Text block:
==*==

So far, the prospect of becoming the first female president has not played a major role in Harris’s case for her own presidency. Aside from things like the selection of a VP candidate (which, it was assumed, would have to be a man) and Harris’s comfort talking about abortion (which, it is assumed, is necessarily because she’s a woman), the campaign has largely sought to moot the salience of their candidate’s gender.

Perhaps this is because after 2016 and the crowded 2020 primary, the prospect of a woman at the top of a presidential ticket no longer seems novel; perhaps it’s because the Harris/Walz staff have taken the lesson from Hillary Clinton’s 2016 campaign that too great a focus on the election as a possible feminist achievement could foment backlash. Whatever the reason, there is little public chatter now, either from the Harris campaign itself or from the pundit class, about how having a female president will change Americans’ view of the office – or of themselves. If there were, maybe someone would be willing to say what is obvious: that comments like Sanders’ are meant to suggest that women should be at home raising babies, instead of seeking positions of power. Instead, everyone is acting very conspicuously as if they think that Harris’s gender does not matter.

It does matter. And that vacuum of gendered critique is being filled, on the right, with a great deal of gendered resentment. As the gender gap in American politics continues to widen, Trump, Vance and increasingly the rest of the Republican party that they lead have begun to parrot talking points from the so-called “manosphere”, the collection of web forums and content creators that push misogyny as an ideological agenda.

The far-right drift of young men, after all, seems largely to stem from anxiety over their perceived loss of gendered status: their fear and anger that men are no longer uncontested in their social dominance, and that women are no longer uniformly compelled to serve them. What could be more comforting to young men descending into this kind of bigoted woundedness than the confident declaration that women who do not organize their lives around traditional roles are worthless? And what could be more threatening to them than the notion that a woman might ascend to that superlative position of patriarchal power – the presidency?

==*==

Data block:
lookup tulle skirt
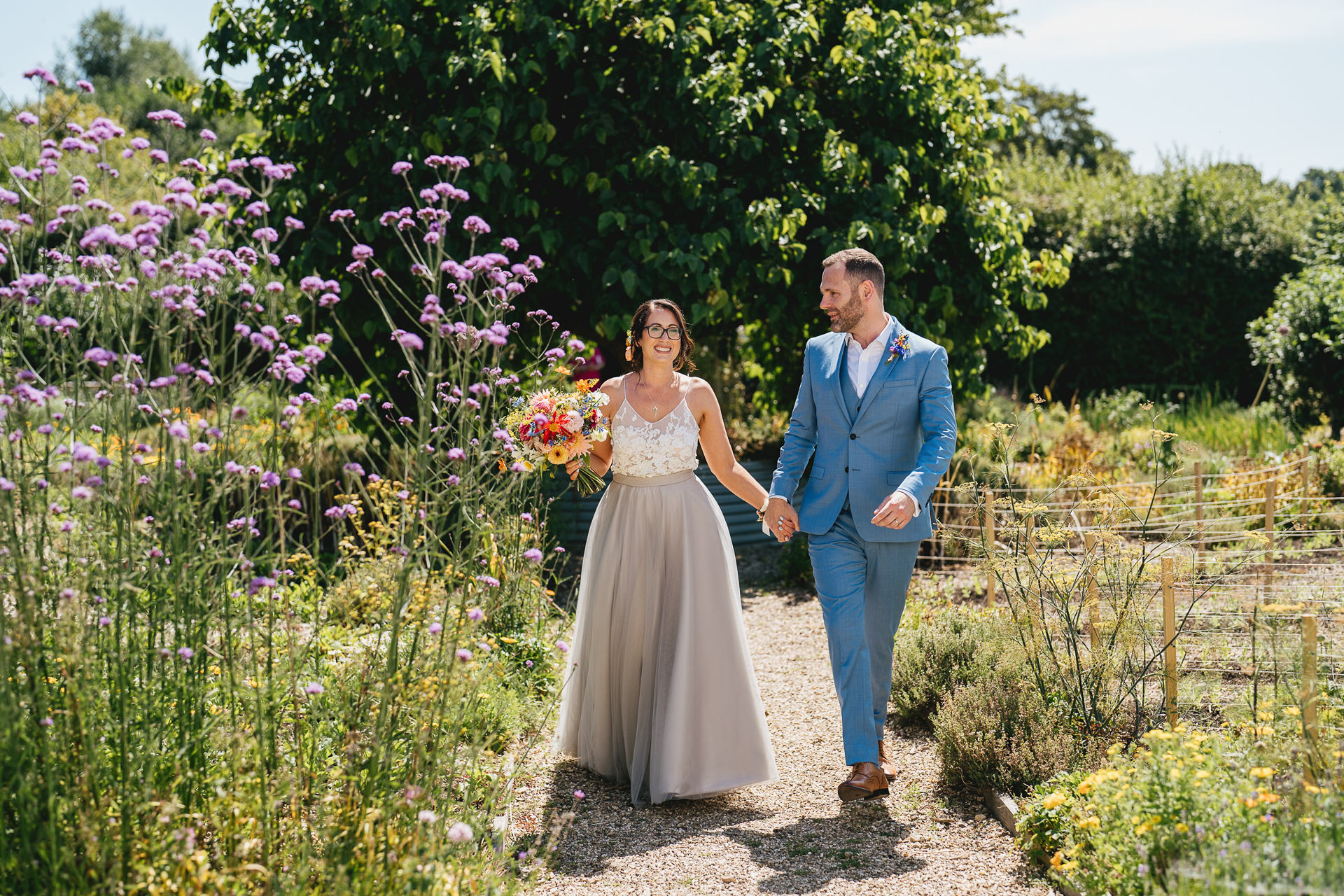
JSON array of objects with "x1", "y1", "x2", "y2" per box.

==*==

Problem details: From the essay on Harris's candidacy and gender, extract the passage between "So far, the" and "their candidate’s gender.", inclusive, word for word.

Solution for this problem:
So far, the prospect of becoming the first female president has not played a major role in Harris’s case for her own presidency. Aside from things like the selection of a VP candidate (which, it was assumed, would have to be a man) and Harris’s comfort talking about abortion (which, it is assumed, is necessarily because she’s a woman), the campaign has largely sought to moot the salience of their candidate’s gender.